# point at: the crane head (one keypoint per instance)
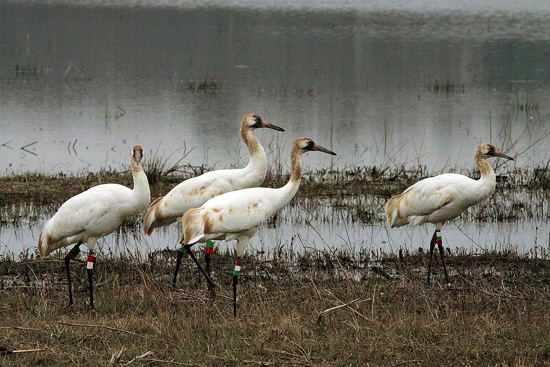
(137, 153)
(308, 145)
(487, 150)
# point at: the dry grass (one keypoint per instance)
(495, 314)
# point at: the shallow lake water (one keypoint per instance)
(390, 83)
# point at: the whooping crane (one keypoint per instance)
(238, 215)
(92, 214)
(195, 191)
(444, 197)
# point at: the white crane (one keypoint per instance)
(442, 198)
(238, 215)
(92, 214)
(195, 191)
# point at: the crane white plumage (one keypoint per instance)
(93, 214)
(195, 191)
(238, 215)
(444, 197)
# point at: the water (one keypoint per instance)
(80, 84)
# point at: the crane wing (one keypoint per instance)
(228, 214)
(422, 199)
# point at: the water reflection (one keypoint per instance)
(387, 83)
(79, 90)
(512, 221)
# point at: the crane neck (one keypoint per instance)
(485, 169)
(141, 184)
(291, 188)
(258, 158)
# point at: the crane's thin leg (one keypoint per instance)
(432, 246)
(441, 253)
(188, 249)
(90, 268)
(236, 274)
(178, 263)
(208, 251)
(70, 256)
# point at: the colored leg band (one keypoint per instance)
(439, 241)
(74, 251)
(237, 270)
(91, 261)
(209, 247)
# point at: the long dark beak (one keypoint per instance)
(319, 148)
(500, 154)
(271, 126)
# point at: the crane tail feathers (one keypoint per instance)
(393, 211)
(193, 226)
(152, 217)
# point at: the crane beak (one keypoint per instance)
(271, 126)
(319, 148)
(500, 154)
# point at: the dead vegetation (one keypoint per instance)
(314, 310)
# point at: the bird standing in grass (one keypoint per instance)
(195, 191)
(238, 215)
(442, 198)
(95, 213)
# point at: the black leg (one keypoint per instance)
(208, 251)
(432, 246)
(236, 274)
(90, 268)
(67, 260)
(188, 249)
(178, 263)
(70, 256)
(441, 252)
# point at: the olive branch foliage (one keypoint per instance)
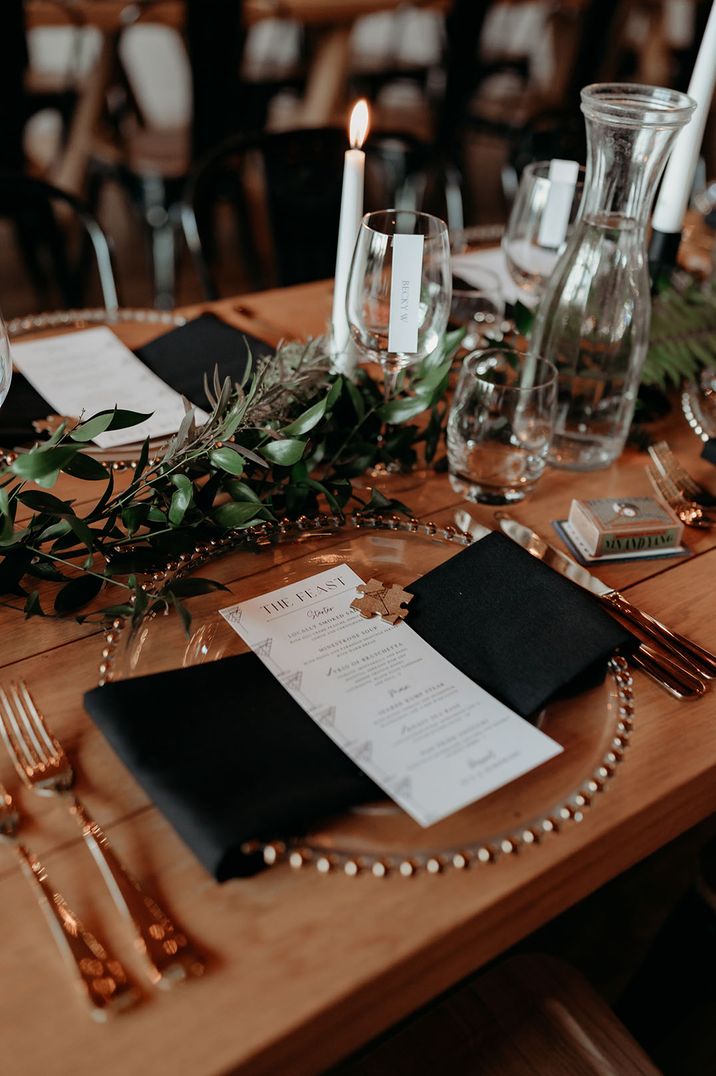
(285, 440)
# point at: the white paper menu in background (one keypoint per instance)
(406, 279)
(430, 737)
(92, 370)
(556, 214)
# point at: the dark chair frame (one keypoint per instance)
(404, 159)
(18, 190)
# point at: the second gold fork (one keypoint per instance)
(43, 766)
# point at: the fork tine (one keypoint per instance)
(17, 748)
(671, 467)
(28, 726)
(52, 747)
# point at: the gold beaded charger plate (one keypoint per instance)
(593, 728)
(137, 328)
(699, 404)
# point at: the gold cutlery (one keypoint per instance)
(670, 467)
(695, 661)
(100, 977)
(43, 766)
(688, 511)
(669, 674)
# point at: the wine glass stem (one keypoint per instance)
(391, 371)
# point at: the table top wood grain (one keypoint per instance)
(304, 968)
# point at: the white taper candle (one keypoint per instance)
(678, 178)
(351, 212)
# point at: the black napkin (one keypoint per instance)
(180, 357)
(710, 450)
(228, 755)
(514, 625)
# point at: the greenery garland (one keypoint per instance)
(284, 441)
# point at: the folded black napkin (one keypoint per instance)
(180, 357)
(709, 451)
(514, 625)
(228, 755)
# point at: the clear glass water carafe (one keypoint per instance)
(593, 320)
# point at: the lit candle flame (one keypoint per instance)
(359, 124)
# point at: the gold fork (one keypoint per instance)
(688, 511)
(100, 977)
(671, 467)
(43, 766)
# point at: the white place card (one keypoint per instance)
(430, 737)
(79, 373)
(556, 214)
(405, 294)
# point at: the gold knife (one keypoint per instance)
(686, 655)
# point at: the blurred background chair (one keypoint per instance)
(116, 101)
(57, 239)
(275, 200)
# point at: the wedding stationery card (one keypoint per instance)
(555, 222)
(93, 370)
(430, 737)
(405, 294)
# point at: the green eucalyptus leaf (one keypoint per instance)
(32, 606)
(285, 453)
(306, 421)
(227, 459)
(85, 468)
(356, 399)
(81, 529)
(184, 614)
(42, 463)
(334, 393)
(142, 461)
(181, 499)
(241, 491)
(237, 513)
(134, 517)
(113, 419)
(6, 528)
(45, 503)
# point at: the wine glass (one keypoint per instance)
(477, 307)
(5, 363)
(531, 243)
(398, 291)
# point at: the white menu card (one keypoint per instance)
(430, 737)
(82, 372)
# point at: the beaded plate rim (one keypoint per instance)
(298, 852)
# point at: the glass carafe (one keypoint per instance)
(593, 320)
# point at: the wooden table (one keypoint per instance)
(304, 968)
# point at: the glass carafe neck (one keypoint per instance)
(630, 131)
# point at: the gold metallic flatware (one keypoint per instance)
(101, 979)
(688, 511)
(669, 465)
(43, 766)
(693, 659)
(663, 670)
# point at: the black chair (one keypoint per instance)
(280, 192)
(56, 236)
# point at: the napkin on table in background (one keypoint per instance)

### WHAT IS EXPECTED
Copy the records above exactly, leaving out every picture.

### ANSWER TO THIS PROBLEM
# point at: the crane head (one keypoint per instance)
(137, 153)
(308, 145)
(487, 150)
# point at: the dry grass (one keypoint per instance)
(495, 314)
# point at: the shallow lake water (one keypoint per instance)
(390, 83)
# point at: the whooping crane (one keypoint per instance)
(238, 215)
(92, 214)
(195, 191)
(444, 197)
# point at: the white crane (one keypoint per instance)
(442, 198)
(238, 215)
(92, 214)
(195, 191)
# point at: the crane white plumage (one keypoint per instance)
(93, 214)
(195, 191)
(238, 215)
(444, 197)
# point at: the water (one keypoint per instance)
(80, 84)
# point at: the crane wing (one keypoint per instance)
(228, 214)
(422, 199)
# point at: the water reflection (one keypoint per instance)
(387, 83)
(79, 90)
(512, 221)
# point at: the crane neck (one keypoint per instance)
(485, 169)
(141, 184)
(291, 188)
(258, 158)
# point at: the crane's thin leg (one keypoint per instance)
(432, 246)
(441, 253)
(188, 249)
(90, 268)
(236, 274)
(178, 263)
(208, 251)
(70, 256)
# point at: the colored leg band (one keypoint per instance)
(439, 241)
(74, 251)
(237, 270)
(91, 261)
(209, 247)
# point at: the long dark beak (one keypoint per instance)
(319, 148)
(500, 154)
(271, 126)
# point at: the crane tail feathers (one keypoint per instance)
(393, 211)
(193, 226)
(152, 217)
# point at: the crane beak (one keypoint per instance)
(271, 126)
(319, 148)
(500, 154)
# point at: the dead vegetation (one keypoint per instance)
(314, 310)
# point at: the bird standing in grass (one keypoint per instance)
(195, 191)
(238, 215)
(442, 198)
(95, 213)
# point at: the black leg (one keypoint per instance)
(208, 251)
(432, 246)
(236, 274)
(90, 268)
(67, 260)
(188, 249)
(178, 263)
(70, 256)
(441, 252)
# point at: the olive branch foliage (one keypoint per instance)
(285, 440)
# point at: the white paper menu in background (one keypoint per instance)
(406, 279)
(430, 737)
(92, 370)
(556, 214)
# point at: the dark chair frame (one keypoint per instance)
(404, 159)
(18, 190)
# point at: the second gold fork (one keypoint per instance)
(43, 766)
# point at: the fork tine (one keypoint per instance)
(17, 748)
(671, 467)
(28, 726)
(52, 747)
# point at: the gold beaded charger plate (one keypoint per instance)
(593, 728)
(137, 328)
(699, 404)
# point at: the gold cutlery (one keypoint per instance)
(670, 467)
(695, 661)
(100, 977)
(43, 766)
(688, 511)
(669, 674)
# point at: the wine glass stem (one keypoint per instance)
(391, 371)
# point at: the table top wood grain (one keypoint per instance)
(304, 968)
# point at: the white taper candle (one keypoint per instance)
(678, 178)
(351, 212)
# point at: the black napkin (one keypoint per instance)
(180, 357)
(710, 450)
(228, 755)
(514, 625)
# point at: the greenery garland (one keypoint per instance)
(284, 441)
# point at: the folded black napkin (one keypoint per instance)
(180, 357)
(709, 451)
(514, 625)
(228, 755)
# point at: the clear glass water carafe (one keypoint per instance)
(593, 320)
# point at: the lit candle flame (one keypoint per instance)
(359, 124)
# point at: the gold fork (one keypoint per instance)
(688, 511)
(100, 977)
(671, 467)
(43, 766)
# point at: the white place card (one keypoint per instance)
(430, 737)
(79, 373)
(556, 214)
(405, 294)
# point at: the gold knife (one keypoint per instance)
(686, 655)
# point at: the blurred background chair (one keypoint per instance)
(116, 101)
(57, 239)
(275, 200)
# point at: the wedding stationery card (one keypoint per instance)
(555, 222)
(93, 370)
(430, 737)
(405, 294)
# point at: the green eucalyptus leaf (one keypoint per instance)
(32, 606)
(285, 453)
(306, 421)
(227, 459)
(85, 468)
(356, 399)
(81, 529)
(184, 614)
(42, 463)
(334, 393)
(142, 461)
(181, 499)
(241, 491)
(237, 513)
(134, 517)
(113, 419)
(6, 528)
(45, 503)
# point at: the wine glass (one keypoint per instance)
(477, 307)
(5, 363)
(531, 243)
(398, 291)
# point at: the white menu card (one keypoint per instance)
(430, 737)
(82, 372)
# point at: the beaded plate rim (one keypoint per instance)
(298, 852)
# point at: the glass carafe (one keypoint per instance)
(593, 320)
# point at: the wooden table (one keypoint per instance)
(304, 968)
# point at: the glass carafe neck (one keypoint per instance)
(630, 131)
# point at: the gold metallic flatware (one keypoint per instance)
(101, 979)
(688, 511)
(669, 465)
(43, 766)
(693, 659)
(663, 670)
# point at: the black chair (one keypoint per instance)
(280, 192)
(56, 236)
# point at: the napkin on table in background (one keypoint per instance)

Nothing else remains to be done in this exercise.